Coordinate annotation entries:

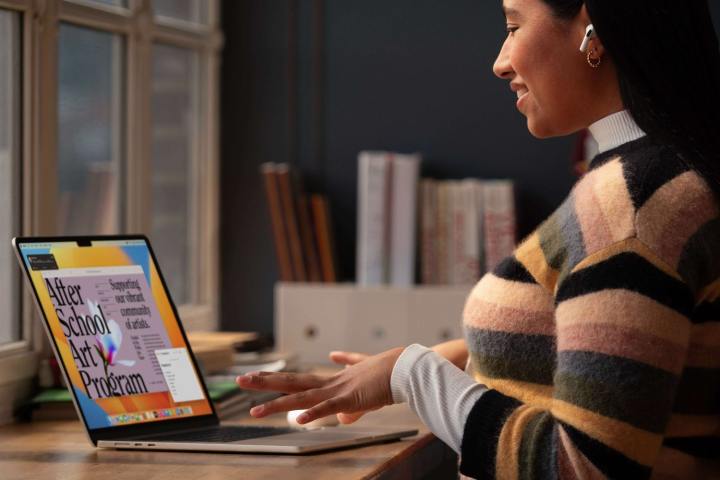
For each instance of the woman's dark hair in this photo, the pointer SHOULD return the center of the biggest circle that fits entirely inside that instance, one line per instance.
(668, 63)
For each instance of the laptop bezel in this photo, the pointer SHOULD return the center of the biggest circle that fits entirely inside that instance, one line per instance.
(128, 431)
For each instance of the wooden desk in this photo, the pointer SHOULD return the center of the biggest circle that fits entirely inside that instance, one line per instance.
(50, 450)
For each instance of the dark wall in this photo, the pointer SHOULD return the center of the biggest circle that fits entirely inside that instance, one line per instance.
(313, 82)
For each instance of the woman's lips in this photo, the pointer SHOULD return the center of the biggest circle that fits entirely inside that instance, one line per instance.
(521, 96)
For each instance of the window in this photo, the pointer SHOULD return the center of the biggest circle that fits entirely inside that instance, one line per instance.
(90, 100)
(175, 119)
(10, 326)
(108, 125)
(190, 11)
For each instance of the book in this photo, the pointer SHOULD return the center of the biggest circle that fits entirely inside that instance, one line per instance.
(280, 237)
(322, 224)
(403, 218)
(374, 173)
(467, 241)
(428, 232)
(499, 221)
(309, 241)
(443, 227)
(290, 216)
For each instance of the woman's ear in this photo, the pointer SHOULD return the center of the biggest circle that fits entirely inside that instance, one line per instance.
(582, 21)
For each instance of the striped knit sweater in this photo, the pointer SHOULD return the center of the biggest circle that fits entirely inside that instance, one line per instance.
(600, 337)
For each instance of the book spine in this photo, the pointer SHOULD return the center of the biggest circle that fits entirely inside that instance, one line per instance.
(500, 229)
(373, 187)
(480, 209)
(428, 232)
(323, 234)
(282, 247)
(291, 221)
(442, 224)
(403, 219)
(467, 252)
(308, 239)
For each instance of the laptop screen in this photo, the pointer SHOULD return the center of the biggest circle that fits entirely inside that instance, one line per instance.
(116, 331)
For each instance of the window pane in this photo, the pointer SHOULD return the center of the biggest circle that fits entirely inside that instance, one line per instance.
(89, 142)
(195, 11)
(174, 134)
(113, 3)
(10, 325)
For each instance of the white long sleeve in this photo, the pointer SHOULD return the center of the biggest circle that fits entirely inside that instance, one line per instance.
(441, 394)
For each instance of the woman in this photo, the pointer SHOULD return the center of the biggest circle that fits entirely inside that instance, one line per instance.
(595, 347)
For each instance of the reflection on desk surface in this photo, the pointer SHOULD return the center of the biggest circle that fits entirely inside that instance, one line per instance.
(48, 450)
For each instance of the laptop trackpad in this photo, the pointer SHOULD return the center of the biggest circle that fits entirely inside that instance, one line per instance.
(326, 436)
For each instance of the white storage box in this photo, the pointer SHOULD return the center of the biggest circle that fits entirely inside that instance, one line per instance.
(313, 319)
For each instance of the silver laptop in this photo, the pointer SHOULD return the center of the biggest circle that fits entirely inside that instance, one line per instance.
(125, 356)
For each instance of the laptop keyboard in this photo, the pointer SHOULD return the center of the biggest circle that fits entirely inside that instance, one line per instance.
(222, 434)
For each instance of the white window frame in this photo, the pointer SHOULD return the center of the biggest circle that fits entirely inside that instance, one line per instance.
(140, 29)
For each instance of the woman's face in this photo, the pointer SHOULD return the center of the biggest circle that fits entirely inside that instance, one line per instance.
(556, 88)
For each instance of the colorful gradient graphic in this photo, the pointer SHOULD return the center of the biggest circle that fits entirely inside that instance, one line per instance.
(104, 412)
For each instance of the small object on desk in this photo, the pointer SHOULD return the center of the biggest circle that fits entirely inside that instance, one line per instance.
(329, 421)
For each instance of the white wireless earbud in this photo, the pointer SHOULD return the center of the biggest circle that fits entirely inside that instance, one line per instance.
(589, 33)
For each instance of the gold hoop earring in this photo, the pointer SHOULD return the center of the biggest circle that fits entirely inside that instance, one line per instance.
(593, 62)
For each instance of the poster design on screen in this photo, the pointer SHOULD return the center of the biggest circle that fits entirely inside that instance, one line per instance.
(112, 327)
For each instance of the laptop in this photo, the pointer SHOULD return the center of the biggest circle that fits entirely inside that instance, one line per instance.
(124, 354)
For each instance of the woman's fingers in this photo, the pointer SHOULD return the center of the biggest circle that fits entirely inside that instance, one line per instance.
(280, 382)
(347, 358)
(348, 418)
(297, 401)
(330, 406)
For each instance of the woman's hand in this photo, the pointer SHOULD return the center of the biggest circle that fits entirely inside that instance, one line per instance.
(358, 388)
(453, 350)
(348, 359)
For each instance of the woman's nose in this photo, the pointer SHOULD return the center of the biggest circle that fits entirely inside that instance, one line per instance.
(502, 67)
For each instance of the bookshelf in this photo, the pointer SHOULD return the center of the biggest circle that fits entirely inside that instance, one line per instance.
(344, 91)
(313, 319)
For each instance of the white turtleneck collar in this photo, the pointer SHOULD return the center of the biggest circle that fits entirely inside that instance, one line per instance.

_DIRECTIONS_. Each line from the one containing "For each instance of the woman's hand" to the end of the records should be echoed exactly, and no other line.

_WRITTEN ANSWER_.
For each instance of the woman's hand in this photo, the pointer SHOULD return the center of the biggest circle that fits entirely inside that instance, one line per instance.
(358, 388)
(453, 350)
(348, 359)
For each instance of the woman's nose in this photo, the pointer SHOULD return the center of the biggest circle that fits entirely inside that instance, one line per instance.
(502, 67)
For each instance of the bookshelf in this photo, the pointer SHOULD return the center of the biggest circle that fits entirely inside that instance, one line per instance.
(344, 91)
(313, 319)
For each instance of the white turtleneck collar in this photo, the pointer SHOULD return the center of the biggest circle that fits entirely inside that instance, one line per instance.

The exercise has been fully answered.